# [What the task requires]
Rewrite the material between the lines holding "For practice, label the parked" and "For practice, label the sky", inclusive, and include the instructions. Multiply every answer coordinate by 0.55 and round to a whole number, rounding halves up.

# [Data entries]

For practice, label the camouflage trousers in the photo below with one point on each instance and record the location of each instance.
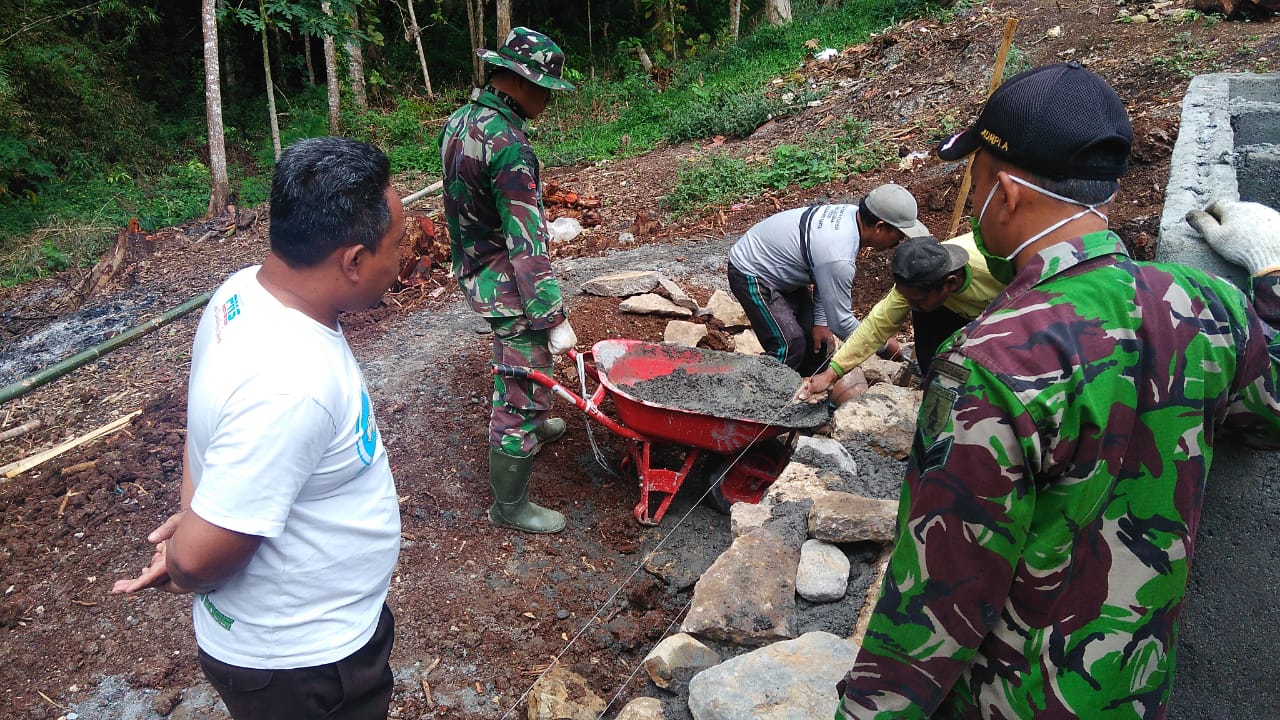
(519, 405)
--
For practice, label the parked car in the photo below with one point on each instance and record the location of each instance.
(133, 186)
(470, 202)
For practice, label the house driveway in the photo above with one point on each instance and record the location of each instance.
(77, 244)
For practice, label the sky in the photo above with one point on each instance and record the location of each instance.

# [Output of the exercise]
For practice, label the parked car in the photo below with one point on each instance and record the location of each instance.
(73, 102)
(259, 111)
For practice, label the house driveway in the photo above with one point on each instance and record the location of each instance.
(42, 134)
For practice, label the sky in the photo above with one point on each instance and record the location of each instance.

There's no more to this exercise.